**The exercise:** Extract every line of the material below that contains the word "white", treating uppercase and lowercase letters as distinct.

**Material for this exercise:**
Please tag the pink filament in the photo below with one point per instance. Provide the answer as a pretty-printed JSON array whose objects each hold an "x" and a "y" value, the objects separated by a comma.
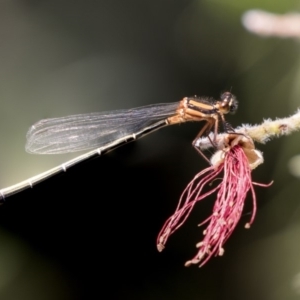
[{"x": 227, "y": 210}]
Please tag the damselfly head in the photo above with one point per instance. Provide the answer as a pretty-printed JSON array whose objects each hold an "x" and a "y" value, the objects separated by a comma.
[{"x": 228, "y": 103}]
...
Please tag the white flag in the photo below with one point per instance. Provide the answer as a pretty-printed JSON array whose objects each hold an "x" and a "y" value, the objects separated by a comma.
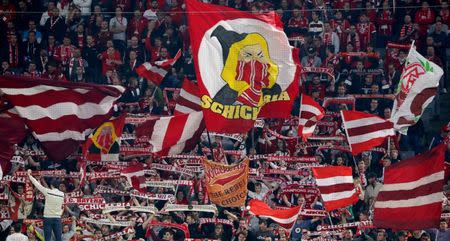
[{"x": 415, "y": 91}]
--
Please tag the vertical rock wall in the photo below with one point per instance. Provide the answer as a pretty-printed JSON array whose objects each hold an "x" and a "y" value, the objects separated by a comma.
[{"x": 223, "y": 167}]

**Result for this task:**
Please tag the white flag in the photo below with one point per instance. Provide the answer as a pretty-printed JSON array whose objects each hold an "x" and a "y" value, the objects separated by a comma.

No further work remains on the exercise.